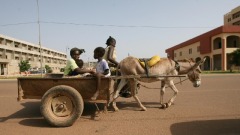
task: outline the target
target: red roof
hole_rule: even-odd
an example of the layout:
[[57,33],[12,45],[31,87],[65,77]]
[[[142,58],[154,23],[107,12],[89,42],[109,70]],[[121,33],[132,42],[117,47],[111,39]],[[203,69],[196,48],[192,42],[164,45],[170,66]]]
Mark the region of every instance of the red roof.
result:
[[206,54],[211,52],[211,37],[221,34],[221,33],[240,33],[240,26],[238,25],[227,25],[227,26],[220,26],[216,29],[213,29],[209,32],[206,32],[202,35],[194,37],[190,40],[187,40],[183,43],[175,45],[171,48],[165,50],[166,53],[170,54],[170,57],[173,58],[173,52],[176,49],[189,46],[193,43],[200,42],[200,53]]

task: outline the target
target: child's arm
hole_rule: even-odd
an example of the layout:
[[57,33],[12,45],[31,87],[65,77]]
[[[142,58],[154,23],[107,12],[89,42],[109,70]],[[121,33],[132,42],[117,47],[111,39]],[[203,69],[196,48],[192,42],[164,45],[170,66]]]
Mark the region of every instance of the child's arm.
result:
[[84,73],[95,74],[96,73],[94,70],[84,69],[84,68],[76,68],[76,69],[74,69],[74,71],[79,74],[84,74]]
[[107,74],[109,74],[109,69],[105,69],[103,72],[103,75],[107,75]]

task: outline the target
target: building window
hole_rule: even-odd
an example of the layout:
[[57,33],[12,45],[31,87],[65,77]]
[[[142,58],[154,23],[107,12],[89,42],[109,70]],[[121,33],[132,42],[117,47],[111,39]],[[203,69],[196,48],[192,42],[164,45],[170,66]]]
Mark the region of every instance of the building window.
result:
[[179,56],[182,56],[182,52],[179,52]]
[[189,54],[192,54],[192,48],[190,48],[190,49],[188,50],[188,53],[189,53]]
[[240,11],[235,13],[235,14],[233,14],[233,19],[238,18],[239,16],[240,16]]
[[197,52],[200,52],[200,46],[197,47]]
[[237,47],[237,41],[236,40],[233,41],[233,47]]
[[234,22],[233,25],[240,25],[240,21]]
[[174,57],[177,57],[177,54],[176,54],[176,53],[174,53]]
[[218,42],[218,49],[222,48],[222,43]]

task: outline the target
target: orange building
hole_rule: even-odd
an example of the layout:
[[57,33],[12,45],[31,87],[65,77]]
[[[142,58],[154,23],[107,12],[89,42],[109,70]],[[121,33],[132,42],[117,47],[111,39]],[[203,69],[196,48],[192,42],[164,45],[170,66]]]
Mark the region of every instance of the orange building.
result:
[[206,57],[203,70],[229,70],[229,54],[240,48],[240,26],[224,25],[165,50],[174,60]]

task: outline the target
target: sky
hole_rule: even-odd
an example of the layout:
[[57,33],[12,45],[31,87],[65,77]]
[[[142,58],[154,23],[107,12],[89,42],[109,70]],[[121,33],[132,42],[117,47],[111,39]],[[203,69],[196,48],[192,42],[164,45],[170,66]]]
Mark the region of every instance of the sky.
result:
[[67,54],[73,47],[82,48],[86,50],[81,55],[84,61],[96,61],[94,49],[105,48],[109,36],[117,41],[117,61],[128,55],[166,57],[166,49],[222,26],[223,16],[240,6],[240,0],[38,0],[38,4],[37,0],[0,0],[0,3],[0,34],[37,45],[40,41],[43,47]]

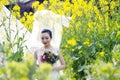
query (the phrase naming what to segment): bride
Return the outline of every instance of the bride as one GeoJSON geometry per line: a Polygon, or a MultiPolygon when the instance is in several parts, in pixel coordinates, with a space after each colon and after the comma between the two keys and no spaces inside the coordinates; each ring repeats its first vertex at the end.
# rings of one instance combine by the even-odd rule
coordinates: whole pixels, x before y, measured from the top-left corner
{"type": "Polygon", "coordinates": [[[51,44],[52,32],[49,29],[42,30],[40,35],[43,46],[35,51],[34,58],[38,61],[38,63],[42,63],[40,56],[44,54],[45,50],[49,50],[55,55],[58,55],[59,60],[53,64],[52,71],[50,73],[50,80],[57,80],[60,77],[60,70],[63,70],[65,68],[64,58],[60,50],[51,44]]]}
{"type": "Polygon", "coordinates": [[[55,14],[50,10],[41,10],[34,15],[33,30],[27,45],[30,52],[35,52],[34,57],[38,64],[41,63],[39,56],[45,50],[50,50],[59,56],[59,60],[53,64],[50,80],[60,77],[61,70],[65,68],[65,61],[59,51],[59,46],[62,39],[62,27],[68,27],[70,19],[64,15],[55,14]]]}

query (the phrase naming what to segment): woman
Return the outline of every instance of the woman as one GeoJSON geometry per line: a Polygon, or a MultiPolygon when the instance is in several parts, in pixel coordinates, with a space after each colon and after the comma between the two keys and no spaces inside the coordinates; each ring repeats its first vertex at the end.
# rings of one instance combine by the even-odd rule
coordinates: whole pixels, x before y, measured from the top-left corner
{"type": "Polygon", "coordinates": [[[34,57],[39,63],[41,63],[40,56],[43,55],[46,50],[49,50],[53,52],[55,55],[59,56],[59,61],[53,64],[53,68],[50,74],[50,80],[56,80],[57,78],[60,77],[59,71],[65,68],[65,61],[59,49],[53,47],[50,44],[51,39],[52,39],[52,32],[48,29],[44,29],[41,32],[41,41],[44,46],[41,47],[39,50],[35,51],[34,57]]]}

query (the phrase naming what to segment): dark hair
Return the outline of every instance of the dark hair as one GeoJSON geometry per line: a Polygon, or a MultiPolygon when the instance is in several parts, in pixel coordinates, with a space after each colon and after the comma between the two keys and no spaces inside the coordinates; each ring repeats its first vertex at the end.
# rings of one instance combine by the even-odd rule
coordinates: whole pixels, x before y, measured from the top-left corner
● ● ● ● ●
HOW TO COMPLETE THIS TASK -> Examine the records above and give the number of lines in which the string "region" appears, with no other words.

OUTPUT BELOW -> 5